REQUIREMENT 1 => In the article on the health care shortage, how large a shortage of doctors does the AAMC report project by 2025?
REQUIREMENT 2 => Please print the stretch of the article on the health care shortage from "The BLS believes" through "care support areas.".

:: PASSAGE SHOWN ::

Ranchod Law Group Immigration Attorney discusses Immigration Laws and the Health Care Shortage

It could be that U.S. immigration law regarding foreign medical workers may become the next big health care issue in the country. With a continuing shortage of healthcare workers the Bureau of Labor Statistics (BLS) projects with regards to the number of openings in health care occupations through to 2016, there will be a strong need for immigrant health care workers, including registered nurses, medical assistants, and health home workers. And that translates into a growing need for those specializing in immigration law who know the system thoroughly and can navigate it efficiently. Also, U.S. immigration law will need to become more flexible.

The BLS believes that there will be the need for 648,000 personnel in nursing, psychiatric and home health care, 587,000 in registered nursing and 287,000 medical assistants and in other related health care support areas.

In connection with these projections, are even more indications from other U.S. agencies and organizations that support the idea that immigrants will be needed to fill the growing need for health care professionals. An Association of American Medical Colleges (AAMC) report observed in November 2008, that the demand for physicians would greatly increase through 2025 and that by that year there would be a shortage of between 124,000 and 159,000 doctors.  Additionally, the AAMC report noted that training more American physicians would not satisfy the need. Even a 30% increase in U.S. medical school enrollments will not totally bridge the gap.

Also, a study in the July/August 2009 issue of Health Affairs notes that by approximately 2018 there will be a shortage in Registered Nurses that will grow to 260,000 by 2025. This shortfall is attributed to fewer Americans going into the nursing profession and a large number of Baby Boomers reaching retirement age.

Finally, the Department of Health and Human Services (DHHS) estimates that as of November 15, 2009, the United States saw 6,216 Primary Medical Health Professional Shortage Areas (HPSAs) that would require 16,680 physicians to meet the primary-care medical needs of the people living in those regions.

A major contributing factor to this dilemma is the growing aging population in the U.S. and the fact that so many of the elderly are living longer and requiring more health care. For those health care workers wishing to immigrate to the U.S., the next decade could offer huge opportunities. They will require legal professionals who are proficient in immigration law and a speedier immigration law process that will allow for the needed influx of health care providers.

:::
:: INFORMATION SUPPLIED ::

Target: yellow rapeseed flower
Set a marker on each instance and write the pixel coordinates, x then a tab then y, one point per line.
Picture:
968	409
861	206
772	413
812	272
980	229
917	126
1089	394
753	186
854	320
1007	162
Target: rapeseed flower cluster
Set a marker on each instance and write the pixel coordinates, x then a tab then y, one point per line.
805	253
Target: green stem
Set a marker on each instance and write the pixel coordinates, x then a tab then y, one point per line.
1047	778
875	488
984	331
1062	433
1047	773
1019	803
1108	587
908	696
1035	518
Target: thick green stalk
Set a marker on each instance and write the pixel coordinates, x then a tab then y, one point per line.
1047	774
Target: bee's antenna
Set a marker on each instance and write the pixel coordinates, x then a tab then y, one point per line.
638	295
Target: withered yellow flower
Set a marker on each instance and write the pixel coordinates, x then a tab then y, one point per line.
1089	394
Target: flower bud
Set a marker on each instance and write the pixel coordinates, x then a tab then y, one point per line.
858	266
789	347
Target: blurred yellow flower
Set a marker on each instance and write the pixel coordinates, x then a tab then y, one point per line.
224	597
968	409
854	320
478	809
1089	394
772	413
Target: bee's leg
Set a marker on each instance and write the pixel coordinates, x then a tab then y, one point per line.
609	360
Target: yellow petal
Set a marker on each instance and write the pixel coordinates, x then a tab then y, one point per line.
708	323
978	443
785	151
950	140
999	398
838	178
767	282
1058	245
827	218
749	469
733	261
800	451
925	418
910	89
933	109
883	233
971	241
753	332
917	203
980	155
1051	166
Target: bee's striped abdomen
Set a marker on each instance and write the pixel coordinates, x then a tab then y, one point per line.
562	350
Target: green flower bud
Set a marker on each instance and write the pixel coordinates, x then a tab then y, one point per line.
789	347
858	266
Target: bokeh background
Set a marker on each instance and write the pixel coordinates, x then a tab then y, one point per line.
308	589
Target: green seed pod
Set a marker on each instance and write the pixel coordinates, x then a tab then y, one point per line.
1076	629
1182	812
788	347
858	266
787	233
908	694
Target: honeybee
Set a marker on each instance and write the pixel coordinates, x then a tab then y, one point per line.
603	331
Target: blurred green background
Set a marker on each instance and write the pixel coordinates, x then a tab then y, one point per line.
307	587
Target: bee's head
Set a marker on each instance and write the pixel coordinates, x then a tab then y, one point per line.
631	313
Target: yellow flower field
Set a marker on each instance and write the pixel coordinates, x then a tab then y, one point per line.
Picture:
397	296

:::

RESPONSE AREA 1 => Between 124,000 and 159,000 doctors.

RESPONSE AREA 2 =>
The BLS believes that there will be the need for 648,000 personnel in nursing, psychiatric and home health care, 587,000 in registered nursing and 287,000 medical assistants and in other related health care support areas.